• _DOCUMENT SECTION_:
>> BEGIN
A Basic Theory of Video Games

In the modern era, computers are extremely powerful. But they weren't always so, and video games were invented back in an age when processing power was still quite modest. But they were still capable of fast and frenetic action, demanding of the player's reflexes. So one might wonder: How did they do that?

The operative word is video. Understanding how a television works will really help in understanding how a video game works.

Video

How an old-school analogue television tube generates images on its glowing screen is not too complicated. At the back of the tube there's a "gun" that shoots a beam of electrons forward, and where this beam hits the screen from behind, it makes a glowing spot. The intensity of the beam can be changed to vary the brightness of the glow, and there are some magnets along the sides of the tube which can bend the beam before it hits the screen, and thus determine where on the screen the spot appears. (It's a little more complicated for colour TVs, but let's ignore those for now to keep things simple.)

But — at any given time there can only be one spot on the screen that's being hit by the beam like this. So to create the illusion that the whole screen is glowing, the trick is to move the spot around very, very quickly.

To make an image that fills the screen, we need a good method for covering the the entire screen in an orderly fashion. The method developed for television broadcasting is one such method. Each frame starts at the top-left of the screen, and is composed of successive left-to-right scan lines, each of which is slightly lower down on the screen than the one before it. Then, when we get to the bottom-right of the screen, the beam goes back up to the top-left for the next frame. (Footnote 1)

Diagram of video frame scan lines

While there are certainly some differences, modern displays work quite similarly. (Footnote 2)
>> END
• _PROBLEM STATEMENT_: Print the passage of the video games article from "But — at any" up to and including "similarly. (Footnote 2)", unchanged. Rely only on the video games article.

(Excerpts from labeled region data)
>> BEGIN
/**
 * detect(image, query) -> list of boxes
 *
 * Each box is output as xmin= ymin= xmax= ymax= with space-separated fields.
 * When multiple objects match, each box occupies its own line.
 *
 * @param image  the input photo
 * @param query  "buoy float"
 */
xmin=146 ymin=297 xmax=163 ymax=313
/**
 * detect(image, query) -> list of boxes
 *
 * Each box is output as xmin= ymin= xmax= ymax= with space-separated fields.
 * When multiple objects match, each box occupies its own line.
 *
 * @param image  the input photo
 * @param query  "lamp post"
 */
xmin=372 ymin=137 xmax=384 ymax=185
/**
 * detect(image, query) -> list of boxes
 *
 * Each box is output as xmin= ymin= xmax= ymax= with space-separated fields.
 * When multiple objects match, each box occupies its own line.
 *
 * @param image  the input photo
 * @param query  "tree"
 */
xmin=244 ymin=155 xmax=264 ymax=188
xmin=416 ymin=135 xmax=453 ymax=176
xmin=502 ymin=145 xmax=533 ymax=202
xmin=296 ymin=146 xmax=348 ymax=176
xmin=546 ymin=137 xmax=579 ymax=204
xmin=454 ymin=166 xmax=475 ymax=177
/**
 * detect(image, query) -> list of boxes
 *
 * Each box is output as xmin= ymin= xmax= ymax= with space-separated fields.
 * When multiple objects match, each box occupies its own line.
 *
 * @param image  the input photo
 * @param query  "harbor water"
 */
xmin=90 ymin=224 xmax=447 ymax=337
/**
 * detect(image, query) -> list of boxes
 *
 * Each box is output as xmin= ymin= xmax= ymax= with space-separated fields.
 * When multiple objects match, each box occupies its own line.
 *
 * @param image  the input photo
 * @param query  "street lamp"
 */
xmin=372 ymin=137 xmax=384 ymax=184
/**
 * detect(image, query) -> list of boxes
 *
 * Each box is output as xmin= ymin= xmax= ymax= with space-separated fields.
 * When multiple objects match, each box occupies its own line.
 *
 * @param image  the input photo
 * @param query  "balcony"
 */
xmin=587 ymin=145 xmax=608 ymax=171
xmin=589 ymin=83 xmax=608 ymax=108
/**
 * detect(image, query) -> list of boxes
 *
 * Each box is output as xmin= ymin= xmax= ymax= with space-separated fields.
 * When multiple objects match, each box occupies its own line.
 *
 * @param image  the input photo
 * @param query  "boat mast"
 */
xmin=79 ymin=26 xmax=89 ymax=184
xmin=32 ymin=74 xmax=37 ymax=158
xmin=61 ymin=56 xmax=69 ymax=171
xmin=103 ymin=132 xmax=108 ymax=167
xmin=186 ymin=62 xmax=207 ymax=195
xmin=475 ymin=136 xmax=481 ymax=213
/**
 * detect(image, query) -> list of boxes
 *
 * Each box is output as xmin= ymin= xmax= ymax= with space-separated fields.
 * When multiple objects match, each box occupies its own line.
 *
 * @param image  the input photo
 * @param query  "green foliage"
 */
>> END
• _ANSWER TO THE PROBLEM_:
But — at any given time there can only be one spot on the screen that's being hit by the beam like this. So to create the illusion that the whole screen is glowing, the trick is to move the spot around very, very quickly.

To make an image that fills the screen, we need a good method for covering the the entire screen in an orderly fashion. The method developed for television broadcasting is one such method. Each frame starts at the top-left of the screen, and is composed of successive left-to-right scan lines, each of which is slightly lower down on the screen than the one before it. Then, when we get to the bottom-right of the screen, the beam goes back up to the top-left for the next frame. (Footnote 1)

Diagram of video frame scan lines

While there are certainly some differences, modern displays work quite similarly. (Footnote 2)